• _To do_: Scan the entries that follow for the word "monitor", then report every line in which it appears.

********

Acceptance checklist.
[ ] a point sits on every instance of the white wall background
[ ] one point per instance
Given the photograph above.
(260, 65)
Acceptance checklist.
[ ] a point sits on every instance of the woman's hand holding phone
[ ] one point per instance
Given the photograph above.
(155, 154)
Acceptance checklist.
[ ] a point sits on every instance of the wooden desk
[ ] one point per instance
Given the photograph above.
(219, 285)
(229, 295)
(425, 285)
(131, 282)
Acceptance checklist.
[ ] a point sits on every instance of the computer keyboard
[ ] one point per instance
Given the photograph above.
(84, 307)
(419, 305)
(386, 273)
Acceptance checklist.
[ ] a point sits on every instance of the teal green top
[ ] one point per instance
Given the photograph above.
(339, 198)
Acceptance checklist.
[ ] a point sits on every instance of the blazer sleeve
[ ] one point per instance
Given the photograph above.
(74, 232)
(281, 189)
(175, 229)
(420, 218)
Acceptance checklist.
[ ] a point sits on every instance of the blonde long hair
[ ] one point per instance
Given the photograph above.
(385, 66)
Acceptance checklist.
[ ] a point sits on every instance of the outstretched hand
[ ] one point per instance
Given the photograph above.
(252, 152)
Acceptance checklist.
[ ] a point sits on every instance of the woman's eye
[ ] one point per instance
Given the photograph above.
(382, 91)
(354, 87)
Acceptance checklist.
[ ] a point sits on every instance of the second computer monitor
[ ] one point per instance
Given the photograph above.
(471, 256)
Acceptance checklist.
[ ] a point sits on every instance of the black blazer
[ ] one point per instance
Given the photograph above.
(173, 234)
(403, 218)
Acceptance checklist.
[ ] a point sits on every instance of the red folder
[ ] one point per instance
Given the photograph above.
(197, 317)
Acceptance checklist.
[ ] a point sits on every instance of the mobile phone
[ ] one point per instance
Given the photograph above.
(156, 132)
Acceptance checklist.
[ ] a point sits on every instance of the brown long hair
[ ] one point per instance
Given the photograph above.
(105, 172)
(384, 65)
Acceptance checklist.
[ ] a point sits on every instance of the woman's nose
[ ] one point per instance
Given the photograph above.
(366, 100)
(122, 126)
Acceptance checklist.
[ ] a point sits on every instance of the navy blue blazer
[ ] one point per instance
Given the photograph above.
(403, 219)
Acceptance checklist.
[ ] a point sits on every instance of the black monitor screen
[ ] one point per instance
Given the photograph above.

********

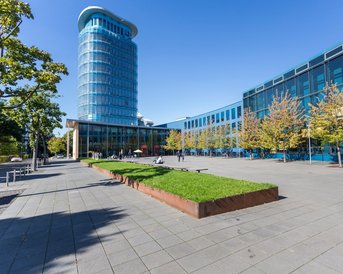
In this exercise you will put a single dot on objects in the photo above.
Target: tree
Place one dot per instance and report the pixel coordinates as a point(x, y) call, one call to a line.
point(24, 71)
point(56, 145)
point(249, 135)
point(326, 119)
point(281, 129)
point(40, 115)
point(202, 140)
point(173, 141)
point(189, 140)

********

• _Written response_:
[ ] a point sits on every instance of the second computer monitor
[ ] a point sits on every instance of the black monitor screen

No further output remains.